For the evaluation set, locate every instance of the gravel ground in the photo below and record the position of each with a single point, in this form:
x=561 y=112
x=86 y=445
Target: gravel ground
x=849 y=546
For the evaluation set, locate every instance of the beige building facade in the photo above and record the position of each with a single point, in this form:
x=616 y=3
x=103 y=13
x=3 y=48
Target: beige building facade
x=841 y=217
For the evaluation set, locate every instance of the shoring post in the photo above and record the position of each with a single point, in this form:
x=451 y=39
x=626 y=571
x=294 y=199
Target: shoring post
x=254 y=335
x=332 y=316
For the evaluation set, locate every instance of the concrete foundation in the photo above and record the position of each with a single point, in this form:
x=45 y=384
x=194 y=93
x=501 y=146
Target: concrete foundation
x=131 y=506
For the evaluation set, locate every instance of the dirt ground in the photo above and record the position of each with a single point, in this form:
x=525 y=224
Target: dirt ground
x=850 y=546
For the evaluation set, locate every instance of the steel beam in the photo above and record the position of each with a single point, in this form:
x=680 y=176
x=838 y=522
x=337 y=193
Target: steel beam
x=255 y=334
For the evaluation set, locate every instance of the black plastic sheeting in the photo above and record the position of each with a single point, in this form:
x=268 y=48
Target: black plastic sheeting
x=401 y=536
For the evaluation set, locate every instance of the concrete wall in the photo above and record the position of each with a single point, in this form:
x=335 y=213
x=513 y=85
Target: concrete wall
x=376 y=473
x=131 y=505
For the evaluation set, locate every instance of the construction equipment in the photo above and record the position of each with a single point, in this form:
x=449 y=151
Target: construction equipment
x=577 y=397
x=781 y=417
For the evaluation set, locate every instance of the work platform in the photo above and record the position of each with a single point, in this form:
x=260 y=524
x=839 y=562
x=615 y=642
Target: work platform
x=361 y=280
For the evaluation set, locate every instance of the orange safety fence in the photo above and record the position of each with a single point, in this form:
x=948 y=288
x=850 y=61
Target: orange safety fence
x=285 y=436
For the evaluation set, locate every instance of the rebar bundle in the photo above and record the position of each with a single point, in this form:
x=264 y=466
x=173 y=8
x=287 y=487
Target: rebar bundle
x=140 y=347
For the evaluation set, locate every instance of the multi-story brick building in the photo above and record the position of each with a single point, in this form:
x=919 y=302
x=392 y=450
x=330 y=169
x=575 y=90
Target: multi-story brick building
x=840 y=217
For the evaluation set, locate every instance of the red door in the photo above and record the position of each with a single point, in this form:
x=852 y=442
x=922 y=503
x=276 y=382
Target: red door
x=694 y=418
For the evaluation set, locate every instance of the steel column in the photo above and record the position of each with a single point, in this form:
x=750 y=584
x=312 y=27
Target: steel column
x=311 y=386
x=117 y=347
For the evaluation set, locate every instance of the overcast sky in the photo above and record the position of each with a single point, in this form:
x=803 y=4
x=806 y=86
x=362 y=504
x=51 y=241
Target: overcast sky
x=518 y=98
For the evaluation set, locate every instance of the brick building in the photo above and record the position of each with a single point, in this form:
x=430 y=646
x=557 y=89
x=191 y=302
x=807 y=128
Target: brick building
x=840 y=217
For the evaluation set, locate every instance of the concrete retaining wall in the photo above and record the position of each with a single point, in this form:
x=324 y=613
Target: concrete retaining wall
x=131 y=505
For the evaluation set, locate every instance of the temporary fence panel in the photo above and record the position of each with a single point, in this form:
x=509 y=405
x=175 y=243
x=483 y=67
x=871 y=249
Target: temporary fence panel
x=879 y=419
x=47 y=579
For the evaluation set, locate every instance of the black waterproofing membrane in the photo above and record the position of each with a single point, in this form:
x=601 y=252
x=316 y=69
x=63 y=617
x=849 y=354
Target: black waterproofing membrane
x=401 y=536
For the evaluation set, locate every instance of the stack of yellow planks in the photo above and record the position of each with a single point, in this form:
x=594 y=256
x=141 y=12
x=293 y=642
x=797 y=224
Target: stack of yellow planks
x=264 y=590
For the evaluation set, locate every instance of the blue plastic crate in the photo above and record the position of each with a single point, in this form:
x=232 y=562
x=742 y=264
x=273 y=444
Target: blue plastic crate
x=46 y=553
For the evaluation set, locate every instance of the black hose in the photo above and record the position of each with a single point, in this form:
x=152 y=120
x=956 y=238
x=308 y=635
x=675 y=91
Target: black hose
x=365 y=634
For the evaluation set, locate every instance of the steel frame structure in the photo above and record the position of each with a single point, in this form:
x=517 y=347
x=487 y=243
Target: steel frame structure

■ **EXERCISE DIRECTIONS**
Update every one of the rows above by swapping "evaluation set" for "test set" wherever it occurs, keeping all other text unchanged.

■ **RESULT OF THE TASK**
For the test set, locate every instance of the gravel ground in the photo below and record the position of each with a single point, in this form:
x=561 y=112
x=86 y=445
Target: gravel ground
x=849 y=546
For the test set, locate every instance of the beige building facade in the photo above and record the position of each with a single point, in this form:
x=616 y=3
x=103 y=13
x=3 y=48
Target: beige building facade
x=841 y=217
For the test set, locate every instance of the shoring post in the photo above and record the position of each with a single point, in this form:
x=451 y=39
x=626 y=571
x=294 y=199
Target: shoring post
x=254 y=335
x=332 y=316
For the test set, locate every instance of the concrete foundation in the photo above and record the position of each with a single point, in this form:
x=45 y=384
x=194 y=93
x=501 y=146
Target: concrete foundation
x=131 y=506
For the test set, locate every instance of the dirt ground in the photo above and record the position of each with a single point, in this form:
x=525 y=224
Target: dirt ground
x=850 y=546
For the test set, locate every instance of the steel beam in the photo above and record the position of each with a single point, in this form:
x=680 y=176
x=838 y=522
x=337 y=193
Target: steel beam
x=255 y=334
For the test set, locate every instance of the black plastic sheeting in the photo above and record the position of each with a single point, in this form:
x=268 y=48
Target: black plastic sheeting
x=401 y=536
For the test set, locate every instance of the concrete wall in the photo above and record the position of each with a single point, in this form:
x=335 y=213
x=513 y=85
Target: concrete wall
x=376 y=473
x=131 y=505
For the test set, locate every instance of the construction equipment in the photo above and record the position of each with a single point, in this form:
x=449 y=151
Target: construction equipment
x=577 y=397
x=781 y=417
For the test set, locate every instance of the work platform in the photo above and record the position of each with a single point, in this form:
x=260 y=524
x=839 y=562
x=615 y=642
Target: work platform
x=361 y=280
For the test set, locate every instance of the orange safety fence in the photo above and record the position of each with a single point, in this form:
x=948 y=288
x=850 y=61
Target: orange safety fence
x=285 y=436
For the test set, locate every instance of the rebar bundle in the photo above and record the position of each with a single point, in this form:
x=264 y=466
x=173 y=8
x=287 y=487
Target: rebar bundle
x=140 y=347
For the test set, locate every instance of the multi-story brick building in the photo above and record the position of each with a single point, in this form:
x=919 y=302
x=392 y=450
x=330 y=169
x=575 y=90
Target: multi-story brick building
x=840 y=217
For the test set, locate every instance of the red door in the photo above and record the position of each with a single point, in this form:
x=852 y=442
x=922 y=503
x=276 y=382
Target: red door
x=694 y=418
For the test set, locate every instance of the steel column in the photo above and record the position of each with a single point, in this form:
x=750 y=584
x=312 y=27
Target: steel column
x=311 y=386
x=117 y=347
For the test set, locate every instance of the overcast sky in the photo above and record the position of each with a single point, in this form:
x=803 y=4
x=806 y=86
x=362 y=504
x=51 y=241
Target: overcast sky
x=518 y=98
For the test set, locate every instance of the brick building in the photo above and record the position of each with a single point, in this form:
x=430 y=646
x=557 y=89
x=191 y=302
x=807 y=128
Target: brick building
x=840 y=217
For the test set, locate every instance of the concrete retaining wall in the photo above and record the position of each with a single point, in this form:
x=324 y=613
Target: concrete retaining wall
x=131 y=505
For the test set, locate every instance of the temporary fence panel in the photo above and record the position of each with a single point, in this form:
x=509 y=405
x=175 y=243
x=483 y=67
x=871 y=249
Target: temporary fence panel
x=879 y=419
x=47 y=579
For the test set, locate every instance of the black waterproofing membrane in the photo above and record the position of each with a single point, in this form:
x=601 y=252
x=316 y=69
x=63 y=617
x=849 y=354
Target: black waterproofing membrane
x=401 y=536
For the test set, locate every instance of the stack of yellow planks in the photo above and record the position of each with a single point, in this form:
x=594 y=256
x=141 y=12
x=293 y=642
x=797 y=224
Target: stack of yellow planks
x=264 y=590
For the test set, locate every instance of the blue plastic crate in the photo above and record the position of each with a single point, in this form:
x=232 y=562
x=742 y=264
x=273 y=444
Target: blue plastic crate
x=46 y=553
For the test set, locate every instance of the black hose in the photo above and record the position of each with a single point, in this form:
x=152 y=120
x=956 y=238
x=308 y=635
x=675 y=91
Target: black hose
x=365 y=634
For the test set, locate every instance of the steel frame structure in the photo above and record the position of each with a single point, in this form:
x=517 y=347
x=487 y=243
Target: steel frame structure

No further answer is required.